▶ [Exercise materials]:
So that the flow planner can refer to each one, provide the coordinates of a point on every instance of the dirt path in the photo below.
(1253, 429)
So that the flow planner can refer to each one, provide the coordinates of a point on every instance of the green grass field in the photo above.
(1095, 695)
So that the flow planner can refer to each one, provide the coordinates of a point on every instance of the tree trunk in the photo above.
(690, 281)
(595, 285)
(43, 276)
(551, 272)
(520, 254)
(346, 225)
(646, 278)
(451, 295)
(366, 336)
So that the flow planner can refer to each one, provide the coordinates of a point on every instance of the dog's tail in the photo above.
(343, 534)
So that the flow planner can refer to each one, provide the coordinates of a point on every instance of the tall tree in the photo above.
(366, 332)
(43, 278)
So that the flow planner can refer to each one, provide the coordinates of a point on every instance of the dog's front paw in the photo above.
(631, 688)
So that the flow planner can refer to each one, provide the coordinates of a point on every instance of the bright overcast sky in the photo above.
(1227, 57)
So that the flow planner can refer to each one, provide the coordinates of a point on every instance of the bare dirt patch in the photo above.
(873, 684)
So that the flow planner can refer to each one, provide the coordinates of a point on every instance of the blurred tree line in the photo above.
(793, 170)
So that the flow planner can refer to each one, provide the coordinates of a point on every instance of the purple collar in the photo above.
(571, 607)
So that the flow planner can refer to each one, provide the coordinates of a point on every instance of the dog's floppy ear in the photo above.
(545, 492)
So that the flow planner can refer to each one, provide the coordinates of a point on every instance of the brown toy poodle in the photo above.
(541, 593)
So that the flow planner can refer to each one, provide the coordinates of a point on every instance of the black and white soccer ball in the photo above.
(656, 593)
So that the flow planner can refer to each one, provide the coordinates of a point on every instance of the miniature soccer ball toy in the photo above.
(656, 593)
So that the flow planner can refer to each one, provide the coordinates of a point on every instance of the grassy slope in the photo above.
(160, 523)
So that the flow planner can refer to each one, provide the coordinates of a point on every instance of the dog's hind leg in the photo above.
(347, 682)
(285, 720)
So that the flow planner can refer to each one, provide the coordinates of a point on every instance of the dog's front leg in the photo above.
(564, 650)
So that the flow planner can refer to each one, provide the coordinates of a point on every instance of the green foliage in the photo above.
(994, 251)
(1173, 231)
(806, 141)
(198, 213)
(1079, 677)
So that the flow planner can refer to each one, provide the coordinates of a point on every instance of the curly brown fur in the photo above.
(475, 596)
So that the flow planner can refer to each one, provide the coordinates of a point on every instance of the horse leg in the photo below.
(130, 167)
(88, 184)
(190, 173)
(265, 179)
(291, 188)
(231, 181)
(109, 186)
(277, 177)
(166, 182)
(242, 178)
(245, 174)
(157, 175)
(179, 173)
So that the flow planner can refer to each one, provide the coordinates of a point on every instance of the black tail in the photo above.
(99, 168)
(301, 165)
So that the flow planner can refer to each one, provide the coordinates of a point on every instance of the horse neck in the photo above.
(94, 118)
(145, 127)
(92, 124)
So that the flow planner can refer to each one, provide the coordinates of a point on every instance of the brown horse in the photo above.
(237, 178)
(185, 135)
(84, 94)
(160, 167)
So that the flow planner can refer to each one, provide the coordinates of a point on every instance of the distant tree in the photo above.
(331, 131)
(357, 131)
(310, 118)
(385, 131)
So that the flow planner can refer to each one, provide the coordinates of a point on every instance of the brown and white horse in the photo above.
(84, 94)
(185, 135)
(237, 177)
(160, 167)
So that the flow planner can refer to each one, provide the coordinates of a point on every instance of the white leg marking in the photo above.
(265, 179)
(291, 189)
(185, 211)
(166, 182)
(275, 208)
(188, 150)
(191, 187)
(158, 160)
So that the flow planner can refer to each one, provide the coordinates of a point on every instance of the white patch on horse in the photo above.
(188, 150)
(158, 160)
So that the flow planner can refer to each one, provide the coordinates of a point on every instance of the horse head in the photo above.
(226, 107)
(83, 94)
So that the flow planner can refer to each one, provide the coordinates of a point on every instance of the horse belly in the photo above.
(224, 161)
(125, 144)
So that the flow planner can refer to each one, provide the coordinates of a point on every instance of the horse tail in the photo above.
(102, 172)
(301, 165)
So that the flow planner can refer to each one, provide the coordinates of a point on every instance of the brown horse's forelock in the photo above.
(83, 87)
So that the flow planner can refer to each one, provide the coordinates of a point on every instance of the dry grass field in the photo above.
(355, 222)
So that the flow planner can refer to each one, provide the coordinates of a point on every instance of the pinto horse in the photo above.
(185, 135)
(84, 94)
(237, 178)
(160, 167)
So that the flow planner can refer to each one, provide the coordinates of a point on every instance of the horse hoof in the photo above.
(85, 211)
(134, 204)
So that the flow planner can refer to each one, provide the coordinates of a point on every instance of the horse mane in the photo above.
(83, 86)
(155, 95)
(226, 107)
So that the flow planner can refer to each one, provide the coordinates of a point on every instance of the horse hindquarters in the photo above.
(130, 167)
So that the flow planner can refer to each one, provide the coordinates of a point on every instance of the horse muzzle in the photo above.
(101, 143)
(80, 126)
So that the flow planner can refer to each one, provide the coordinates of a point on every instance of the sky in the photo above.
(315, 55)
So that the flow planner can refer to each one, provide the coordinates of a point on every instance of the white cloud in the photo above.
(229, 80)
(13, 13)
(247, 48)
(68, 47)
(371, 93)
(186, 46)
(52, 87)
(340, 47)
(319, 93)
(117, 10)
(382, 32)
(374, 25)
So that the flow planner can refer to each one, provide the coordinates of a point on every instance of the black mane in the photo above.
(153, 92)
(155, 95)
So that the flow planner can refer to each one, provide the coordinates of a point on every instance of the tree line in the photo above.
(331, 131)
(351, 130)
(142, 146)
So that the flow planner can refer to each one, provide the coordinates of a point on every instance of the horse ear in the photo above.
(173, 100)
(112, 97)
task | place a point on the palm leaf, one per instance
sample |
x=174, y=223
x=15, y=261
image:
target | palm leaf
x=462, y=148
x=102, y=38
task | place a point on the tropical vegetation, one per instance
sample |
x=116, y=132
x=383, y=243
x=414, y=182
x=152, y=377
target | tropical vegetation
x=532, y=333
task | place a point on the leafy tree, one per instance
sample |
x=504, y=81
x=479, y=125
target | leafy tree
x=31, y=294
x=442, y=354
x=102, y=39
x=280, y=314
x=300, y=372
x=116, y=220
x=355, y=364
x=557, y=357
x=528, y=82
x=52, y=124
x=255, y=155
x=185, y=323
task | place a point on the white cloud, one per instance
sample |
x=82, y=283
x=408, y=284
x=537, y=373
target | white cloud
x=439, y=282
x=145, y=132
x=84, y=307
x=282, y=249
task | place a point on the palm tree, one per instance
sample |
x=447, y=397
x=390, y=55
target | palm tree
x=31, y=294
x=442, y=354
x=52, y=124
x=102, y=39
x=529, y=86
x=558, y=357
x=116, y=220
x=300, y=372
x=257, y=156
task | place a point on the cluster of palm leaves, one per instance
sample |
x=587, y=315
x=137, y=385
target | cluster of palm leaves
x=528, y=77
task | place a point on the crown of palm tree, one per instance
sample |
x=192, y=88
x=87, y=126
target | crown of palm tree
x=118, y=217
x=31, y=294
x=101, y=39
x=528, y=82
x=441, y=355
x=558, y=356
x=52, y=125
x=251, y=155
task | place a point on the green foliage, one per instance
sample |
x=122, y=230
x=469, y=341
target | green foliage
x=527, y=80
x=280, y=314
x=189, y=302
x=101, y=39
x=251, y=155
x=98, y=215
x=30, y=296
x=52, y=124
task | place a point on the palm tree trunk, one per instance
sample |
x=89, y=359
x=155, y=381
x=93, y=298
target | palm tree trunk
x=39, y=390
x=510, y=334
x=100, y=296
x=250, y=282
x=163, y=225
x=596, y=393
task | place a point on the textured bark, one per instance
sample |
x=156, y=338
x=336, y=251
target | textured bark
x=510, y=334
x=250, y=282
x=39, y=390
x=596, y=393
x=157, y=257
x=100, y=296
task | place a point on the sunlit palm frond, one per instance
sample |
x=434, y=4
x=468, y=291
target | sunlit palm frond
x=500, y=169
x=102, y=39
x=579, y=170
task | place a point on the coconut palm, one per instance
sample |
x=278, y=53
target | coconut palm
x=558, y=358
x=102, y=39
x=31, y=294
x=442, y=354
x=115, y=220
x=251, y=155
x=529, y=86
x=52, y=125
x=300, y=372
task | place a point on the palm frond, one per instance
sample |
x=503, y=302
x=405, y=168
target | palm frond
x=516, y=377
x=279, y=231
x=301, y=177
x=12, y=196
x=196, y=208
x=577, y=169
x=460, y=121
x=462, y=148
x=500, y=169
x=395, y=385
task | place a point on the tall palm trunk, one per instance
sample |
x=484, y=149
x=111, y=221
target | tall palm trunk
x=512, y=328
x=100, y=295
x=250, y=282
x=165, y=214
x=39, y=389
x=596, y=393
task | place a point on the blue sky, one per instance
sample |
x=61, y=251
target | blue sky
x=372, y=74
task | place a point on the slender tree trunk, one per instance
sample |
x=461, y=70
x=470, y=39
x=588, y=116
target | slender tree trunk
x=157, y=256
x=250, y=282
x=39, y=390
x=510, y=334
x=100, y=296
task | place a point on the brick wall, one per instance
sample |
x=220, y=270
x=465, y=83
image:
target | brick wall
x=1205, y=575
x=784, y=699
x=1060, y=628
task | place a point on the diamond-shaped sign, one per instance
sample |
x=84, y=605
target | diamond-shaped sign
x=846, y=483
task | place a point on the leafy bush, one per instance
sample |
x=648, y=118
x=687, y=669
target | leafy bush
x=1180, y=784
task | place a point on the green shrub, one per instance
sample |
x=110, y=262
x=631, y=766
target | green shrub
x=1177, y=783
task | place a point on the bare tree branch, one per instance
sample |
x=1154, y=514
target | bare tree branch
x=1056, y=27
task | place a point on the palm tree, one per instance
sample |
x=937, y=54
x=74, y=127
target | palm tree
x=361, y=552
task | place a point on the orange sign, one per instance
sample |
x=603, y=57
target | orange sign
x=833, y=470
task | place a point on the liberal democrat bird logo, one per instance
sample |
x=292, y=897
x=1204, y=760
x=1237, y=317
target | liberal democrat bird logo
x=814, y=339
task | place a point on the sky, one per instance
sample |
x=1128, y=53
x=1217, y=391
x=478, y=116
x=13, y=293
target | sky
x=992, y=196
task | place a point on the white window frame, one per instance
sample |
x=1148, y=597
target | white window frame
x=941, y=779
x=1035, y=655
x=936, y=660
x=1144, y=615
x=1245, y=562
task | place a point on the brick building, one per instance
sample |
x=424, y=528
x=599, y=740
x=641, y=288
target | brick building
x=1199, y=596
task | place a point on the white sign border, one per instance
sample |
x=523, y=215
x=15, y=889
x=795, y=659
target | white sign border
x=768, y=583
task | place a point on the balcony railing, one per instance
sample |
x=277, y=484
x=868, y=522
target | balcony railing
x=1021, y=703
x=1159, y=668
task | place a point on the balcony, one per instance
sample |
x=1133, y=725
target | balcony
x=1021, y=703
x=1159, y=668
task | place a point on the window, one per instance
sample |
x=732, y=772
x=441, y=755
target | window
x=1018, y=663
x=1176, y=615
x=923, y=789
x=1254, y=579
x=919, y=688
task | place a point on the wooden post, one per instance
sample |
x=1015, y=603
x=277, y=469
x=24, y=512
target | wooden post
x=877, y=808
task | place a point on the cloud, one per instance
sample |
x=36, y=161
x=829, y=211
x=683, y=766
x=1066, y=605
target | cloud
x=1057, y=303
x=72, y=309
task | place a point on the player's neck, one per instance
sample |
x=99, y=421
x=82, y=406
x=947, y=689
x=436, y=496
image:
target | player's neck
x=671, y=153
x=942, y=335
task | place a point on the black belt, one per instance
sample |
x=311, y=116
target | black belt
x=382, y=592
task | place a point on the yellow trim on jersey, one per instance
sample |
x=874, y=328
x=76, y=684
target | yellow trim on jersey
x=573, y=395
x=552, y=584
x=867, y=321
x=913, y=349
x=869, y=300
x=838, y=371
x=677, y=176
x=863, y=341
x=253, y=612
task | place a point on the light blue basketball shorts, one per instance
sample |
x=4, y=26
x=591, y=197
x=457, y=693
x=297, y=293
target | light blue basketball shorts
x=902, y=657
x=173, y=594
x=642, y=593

▶ [Problem details]:
Output as a JSON list of strings every line of the records from the one containing "task | place a point on the palm tree trunk, one" down to the one containing "x=579, y=170", both included, one string per line with blank lines omitted.

▶ [Result for this task]:
[
  "task | place a point on the palm tree trunk, one per instance",
  "sample |",
  "x=89, y=359",
  "x=155, y=381",
  "x=93, y=298",
  "target | palm tree trunk",
  "x=39, y=390",
  "x=510, y=334",
  "x=100, y=296",
  "x=250, y=282",
  "x=163, y=225",
  "x=596, y=393",
  "task | place a point on the textured bark, one per instance",
  "sample |",
  "x=156, y=338",
  "x=336, y=251",
  "target | textured bark",
  "x=510, y=334",
  "x=250, y=282",
  "x=39, y=390",
  "x=596, y=393",
  "x=157, y=257",
  "x=100, y=296",
  "task | place a point on the sunlit palm frond, one per instance",
  "sample |",
  "x=434, y=4",
  "x=468, y=291",
  "target | sunlit palm frond",
  "x=500, y=169",
  "x=102, y=39",
  "x=579, y=170"
]